◆ Given instruction: Your task is to copy every record exactly.
## begin Supplied information
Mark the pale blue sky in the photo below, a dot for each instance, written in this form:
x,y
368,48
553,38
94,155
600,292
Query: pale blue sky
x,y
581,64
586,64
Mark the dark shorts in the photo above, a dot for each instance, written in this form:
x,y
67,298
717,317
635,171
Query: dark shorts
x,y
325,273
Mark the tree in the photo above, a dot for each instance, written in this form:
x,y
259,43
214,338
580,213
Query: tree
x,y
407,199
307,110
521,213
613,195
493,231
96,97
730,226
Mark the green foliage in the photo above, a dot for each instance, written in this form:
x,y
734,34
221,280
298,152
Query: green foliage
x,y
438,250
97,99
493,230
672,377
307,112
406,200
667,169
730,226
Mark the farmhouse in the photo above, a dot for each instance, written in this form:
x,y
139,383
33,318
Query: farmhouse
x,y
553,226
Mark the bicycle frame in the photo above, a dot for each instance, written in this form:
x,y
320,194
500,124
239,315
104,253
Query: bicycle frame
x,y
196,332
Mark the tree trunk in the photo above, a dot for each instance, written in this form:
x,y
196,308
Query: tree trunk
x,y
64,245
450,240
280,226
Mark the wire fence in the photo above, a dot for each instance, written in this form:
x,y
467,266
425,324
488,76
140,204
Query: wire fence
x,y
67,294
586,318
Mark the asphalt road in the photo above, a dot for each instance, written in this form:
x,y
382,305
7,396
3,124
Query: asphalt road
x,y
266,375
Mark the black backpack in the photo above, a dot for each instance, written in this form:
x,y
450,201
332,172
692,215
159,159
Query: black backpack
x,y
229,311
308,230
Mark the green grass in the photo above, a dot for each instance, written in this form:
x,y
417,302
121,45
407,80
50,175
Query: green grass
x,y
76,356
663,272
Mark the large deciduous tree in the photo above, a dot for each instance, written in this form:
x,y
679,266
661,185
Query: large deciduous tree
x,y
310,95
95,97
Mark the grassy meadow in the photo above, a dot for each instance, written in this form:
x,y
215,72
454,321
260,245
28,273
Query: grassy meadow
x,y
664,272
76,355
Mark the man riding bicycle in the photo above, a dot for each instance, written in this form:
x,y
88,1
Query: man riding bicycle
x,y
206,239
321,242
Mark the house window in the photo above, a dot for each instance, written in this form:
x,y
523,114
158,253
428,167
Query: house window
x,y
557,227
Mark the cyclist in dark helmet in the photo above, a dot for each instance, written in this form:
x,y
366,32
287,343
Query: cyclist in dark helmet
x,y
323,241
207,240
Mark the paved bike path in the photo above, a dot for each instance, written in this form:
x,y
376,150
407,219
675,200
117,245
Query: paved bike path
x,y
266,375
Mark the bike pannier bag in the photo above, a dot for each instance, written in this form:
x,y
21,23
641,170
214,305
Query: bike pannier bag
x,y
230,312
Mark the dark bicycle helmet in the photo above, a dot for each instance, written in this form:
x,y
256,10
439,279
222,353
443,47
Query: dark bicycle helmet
## end Supplied information
◆ Expected answer:
Mark the pale blue sky in the photo below, a dot for each instance, written in this form:
x,y
368,48
553,38
94,155
600,292
Query: pale blue sky
x,y
581,64
586,64
Mark the dark shorts in the photo above, a dot for each instance, written in this form:
x,y
67,298
717,317
635,171
Query: dark shorts
x,y
325,273
Mark the tree in the photo above, a dot for each instance, written in this form:
x,y
259,43
214,338
580,213
Query: tree
x,y
407,199
307,110
521,213
613,195
493,231
96,97
730,226
Mark the green foliage in the photo above, a dot for each instance, written in this form:
x,y
734,34
221,280
298,152
Query: green foliage
x,y
438,250
97,99
493,230
672,377
307,112
406,200
667,169
730,226
Mark the farmhouse in the photo above, a dot for each instance, written in this form:
x,y
139,383
33,318
Query: farmhouse
x,y
553,226
Mark the bicycle frame in the photo above, a dot for each instance, written in this form:
x,y
320,194
500,124
239,315
104,253
Query: bicycle frame
x,y
196,332
Mark the tree trunk in the photo above, a dot for each instance, written in this form:
x,y
196,308
Query: tree trunk
x,y
64,245
450,240
280,226
Mark the wire fence in the photo above, a dot for each instance, written in this form:
x,y
467,266
425,324
488,76
140,204
Query: wire fence
x,y
67,294
586,318
Mark the asphalt road in the photo above, a dot for each instance, written in this form:
x,y
382,305
7,396
3,124
Query: asphalt road
x,y
266,375
Mark the black backpack in the photo above, a dot for each instance, written in this form:
x,y
450,201
332,172
692,215
159,159
Query: black backpack
x,y
229,311
308,230
Mark the green grass in the photo above, a dot for each instance, written in this form:
x,y
417,302
121,45
407,80
50,175
Query: green grass
x,y
76,356
663,272
Mark the large deciduous tree in the photo above, a dot for each instance, written in this form:
x,y
679,266
661,185
Query: large deciduous tree
x,y
310,95
95,97
Mark the grassy meadow in the photo above, a dot for each instance, written in this form:
x,y
215,72
454,321
260,245
28,273
Query: grassy meadow
x,y
664,272
76,355
Mark the man riding bicycle in the photo above, a dot for each instance, written in this form:
x,y
88,1
Query: man riding bicycle
x,y
206,239
321,242
Mark the house window in the photo above, a dot for each instance, written in this form:
x,y
523,114
158,253
428,167
Query: house window
x,y
557,227
Mark the cyclist in dark helmet in the photo above, a dot for each instance, written in this form:
x,y
366,32
287,343
Query: cyclist in dark helmet
x,y
323,241
207,240
Mark the paved bike path in the photo above, a dot for each instance, written in this form:
x,y
376,150
407,219
675,200
117,245
Query: paved bike path
x,y
266,375
Mark the bike pannier bag in the photo above, a dot for each instance, written in this form:
x,y
21,23
641,170
214,305
Query: bike pannier bag
x,y
230,312
Mark the dark bicycle helmet in the photo above, a dot for each instance, written in this form:
x,y
256,10
439,279
222,353
443,47
Query: dark bicycle helmet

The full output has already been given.